• _Activity_:
Return all the entries word for word.

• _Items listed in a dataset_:
───

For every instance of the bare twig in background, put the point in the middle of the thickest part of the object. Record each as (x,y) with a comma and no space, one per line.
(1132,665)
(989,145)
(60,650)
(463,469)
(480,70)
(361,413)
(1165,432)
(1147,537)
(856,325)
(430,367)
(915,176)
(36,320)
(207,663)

───

• _Answer_:
For every instance of the bare twig in background, put the point in the middle of the thickest part of the object. Record each as (x,y) with a comma and no space, one per line.
(1132,665)
(989,145)
(60,650)
(463,469)
(480,70)
(361,413)
(1165,432)
(1147,537)
(856,325)
(430,367)
(915,176)
(36,320)
(207,663)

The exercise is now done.